SOURCE DATA Block Start

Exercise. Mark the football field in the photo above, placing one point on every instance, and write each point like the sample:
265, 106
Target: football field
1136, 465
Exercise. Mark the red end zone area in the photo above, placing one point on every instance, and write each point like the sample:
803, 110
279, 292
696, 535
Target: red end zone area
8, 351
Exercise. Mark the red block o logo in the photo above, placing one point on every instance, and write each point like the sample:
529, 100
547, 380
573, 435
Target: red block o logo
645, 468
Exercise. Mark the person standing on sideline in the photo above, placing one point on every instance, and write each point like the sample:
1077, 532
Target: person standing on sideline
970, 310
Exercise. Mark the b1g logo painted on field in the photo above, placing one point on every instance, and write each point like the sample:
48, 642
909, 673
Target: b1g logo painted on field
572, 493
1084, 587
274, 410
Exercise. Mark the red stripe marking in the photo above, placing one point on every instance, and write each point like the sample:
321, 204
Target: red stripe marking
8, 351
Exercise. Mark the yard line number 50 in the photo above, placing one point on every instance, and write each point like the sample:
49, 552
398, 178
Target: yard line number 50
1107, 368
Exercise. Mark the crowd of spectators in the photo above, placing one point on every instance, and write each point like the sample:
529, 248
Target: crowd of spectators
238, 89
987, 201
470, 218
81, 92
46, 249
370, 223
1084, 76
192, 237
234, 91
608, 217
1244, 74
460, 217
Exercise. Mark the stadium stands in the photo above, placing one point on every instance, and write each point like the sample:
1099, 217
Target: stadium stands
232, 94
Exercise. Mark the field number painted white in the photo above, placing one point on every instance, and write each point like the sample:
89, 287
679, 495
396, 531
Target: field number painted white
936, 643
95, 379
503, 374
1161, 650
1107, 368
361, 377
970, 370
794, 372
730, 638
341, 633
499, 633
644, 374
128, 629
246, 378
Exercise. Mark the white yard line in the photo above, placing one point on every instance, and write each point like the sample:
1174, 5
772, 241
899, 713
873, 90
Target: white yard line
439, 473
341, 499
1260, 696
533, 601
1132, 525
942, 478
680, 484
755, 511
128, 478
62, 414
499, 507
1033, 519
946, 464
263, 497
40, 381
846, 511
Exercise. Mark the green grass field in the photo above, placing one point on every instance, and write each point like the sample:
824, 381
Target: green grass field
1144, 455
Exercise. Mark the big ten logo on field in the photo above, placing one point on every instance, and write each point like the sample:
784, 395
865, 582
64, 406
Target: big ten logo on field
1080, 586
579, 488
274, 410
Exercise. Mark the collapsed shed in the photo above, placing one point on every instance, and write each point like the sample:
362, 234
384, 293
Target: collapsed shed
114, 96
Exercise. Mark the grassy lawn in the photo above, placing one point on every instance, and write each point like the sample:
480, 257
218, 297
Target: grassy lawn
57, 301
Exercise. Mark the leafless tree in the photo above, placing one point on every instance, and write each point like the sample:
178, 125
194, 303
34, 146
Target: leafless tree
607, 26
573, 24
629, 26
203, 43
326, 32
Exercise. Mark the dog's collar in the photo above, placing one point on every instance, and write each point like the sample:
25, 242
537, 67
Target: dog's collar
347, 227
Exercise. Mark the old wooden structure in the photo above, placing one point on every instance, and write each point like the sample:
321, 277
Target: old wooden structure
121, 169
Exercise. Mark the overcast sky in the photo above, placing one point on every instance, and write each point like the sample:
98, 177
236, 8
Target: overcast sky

SOURCE DATA Block End

WHAT YOU ARE ASKED TO DO.
Every line of the material above that includes the string "overcast" is required.

TASK SOLUTION.
Exercise. Mark the overcast sky in the photo above, placing one point on every instance, and write each point like the sample:
Target: overcast sky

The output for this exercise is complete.